(EXERCISE TEXT begins)

Even after well over a century, there is more than a whiff of professionalism about Archie. He was a shoemaker from Olney by trade – coming through that club like so many other Saints players over the years. The Bucks Standard tells us that, ‘the excellent training he received with the Olney Club enabled him to become one of the finest three-quarter backs of his day’; the Northampton Independent said he was, ‘one of the greatest footballers that Olney ever produced’. After several seasons with Saints, in 1896 Field switched to Leicester (where he was a ‘shining light’), spending two seasons there before seeing sense and heading back home to Saints and to Olney.
Any suspicion about Field’s professionalism came out into the open in 1898 when he crossed the great divide. It is difficult for us to understand the depth of hostility to professionalism and to rugby league (or the Northern Union as it was then known). It was only three years after the game split and if you went over to professionalism, you were persona non grata in union. Officials hunted out agents and professionalism with a determination which bordered on obsession. Northern Union agents targeted clubs like Saints – poor Billy Patrick, a Saints scrum-half, was barred for life after signing for Bradford – not that he ever played for them, it was said he signed to stop an agent’s relentless pursuit of him.

(EXERCISE TEXT ends)

§ TASK: In the passage on Archie Field, which club did he switch to in 1896?

(INFORMATION SUPPLIED begins)

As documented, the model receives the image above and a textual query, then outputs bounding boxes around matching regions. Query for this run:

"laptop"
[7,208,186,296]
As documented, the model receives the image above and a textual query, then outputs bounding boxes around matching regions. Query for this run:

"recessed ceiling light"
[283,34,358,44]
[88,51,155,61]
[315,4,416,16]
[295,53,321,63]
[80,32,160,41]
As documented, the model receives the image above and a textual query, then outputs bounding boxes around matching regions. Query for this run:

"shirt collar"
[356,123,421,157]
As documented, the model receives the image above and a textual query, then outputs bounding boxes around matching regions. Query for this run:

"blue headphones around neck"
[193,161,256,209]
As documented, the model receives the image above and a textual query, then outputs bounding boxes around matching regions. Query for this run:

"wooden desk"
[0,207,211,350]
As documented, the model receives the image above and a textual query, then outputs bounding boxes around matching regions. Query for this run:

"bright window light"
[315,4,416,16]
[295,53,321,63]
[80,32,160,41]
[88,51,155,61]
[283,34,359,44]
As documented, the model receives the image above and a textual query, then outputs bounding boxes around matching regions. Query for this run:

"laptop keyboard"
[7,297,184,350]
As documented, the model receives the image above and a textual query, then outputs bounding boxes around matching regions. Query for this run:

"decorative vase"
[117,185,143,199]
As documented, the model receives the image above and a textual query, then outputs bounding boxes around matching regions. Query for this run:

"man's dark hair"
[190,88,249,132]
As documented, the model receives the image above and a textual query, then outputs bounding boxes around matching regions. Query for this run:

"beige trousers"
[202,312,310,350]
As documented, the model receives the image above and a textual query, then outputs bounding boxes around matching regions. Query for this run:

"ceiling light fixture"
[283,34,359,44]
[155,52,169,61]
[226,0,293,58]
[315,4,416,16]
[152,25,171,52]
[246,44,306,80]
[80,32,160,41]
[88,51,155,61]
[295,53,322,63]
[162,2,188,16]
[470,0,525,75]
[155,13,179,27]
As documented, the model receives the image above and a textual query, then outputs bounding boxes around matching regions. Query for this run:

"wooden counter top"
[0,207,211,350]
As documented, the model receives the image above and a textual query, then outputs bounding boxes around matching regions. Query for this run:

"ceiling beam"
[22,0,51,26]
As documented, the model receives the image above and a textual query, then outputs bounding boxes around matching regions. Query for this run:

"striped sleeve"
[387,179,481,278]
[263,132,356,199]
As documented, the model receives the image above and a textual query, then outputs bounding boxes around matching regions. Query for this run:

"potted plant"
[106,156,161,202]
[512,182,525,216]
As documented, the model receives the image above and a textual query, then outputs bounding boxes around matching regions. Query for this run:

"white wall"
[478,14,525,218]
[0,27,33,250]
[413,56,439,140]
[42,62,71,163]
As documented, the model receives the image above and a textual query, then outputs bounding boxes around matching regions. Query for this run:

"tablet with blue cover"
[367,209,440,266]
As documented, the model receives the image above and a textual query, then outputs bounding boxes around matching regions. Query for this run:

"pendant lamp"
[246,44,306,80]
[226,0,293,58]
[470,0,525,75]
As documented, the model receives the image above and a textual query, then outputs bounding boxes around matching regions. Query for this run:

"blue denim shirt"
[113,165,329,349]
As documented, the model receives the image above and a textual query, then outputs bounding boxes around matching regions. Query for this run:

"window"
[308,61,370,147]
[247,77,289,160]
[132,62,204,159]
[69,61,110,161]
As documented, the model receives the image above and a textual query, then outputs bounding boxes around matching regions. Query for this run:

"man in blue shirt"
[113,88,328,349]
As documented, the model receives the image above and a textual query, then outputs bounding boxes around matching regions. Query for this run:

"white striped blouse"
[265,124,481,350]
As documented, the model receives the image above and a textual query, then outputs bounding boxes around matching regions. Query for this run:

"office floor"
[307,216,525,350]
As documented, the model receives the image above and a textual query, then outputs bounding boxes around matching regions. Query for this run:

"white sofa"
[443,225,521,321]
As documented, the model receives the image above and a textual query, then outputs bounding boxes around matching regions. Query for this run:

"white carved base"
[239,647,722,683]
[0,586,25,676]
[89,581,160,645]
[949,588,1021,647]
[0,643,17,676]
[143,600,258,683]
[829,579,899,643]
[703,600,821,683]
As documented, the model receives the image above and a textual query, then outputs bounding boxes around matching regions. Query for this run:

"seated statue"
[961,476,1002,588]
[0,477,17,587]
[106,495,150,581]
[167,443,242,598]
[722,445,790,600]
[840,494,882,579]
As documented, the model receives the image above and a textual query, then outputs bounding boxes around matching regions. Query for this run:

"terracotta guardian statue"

(INFORMATION SUPPLIED ends)

§ WRITTEN SOLUTION: Leicester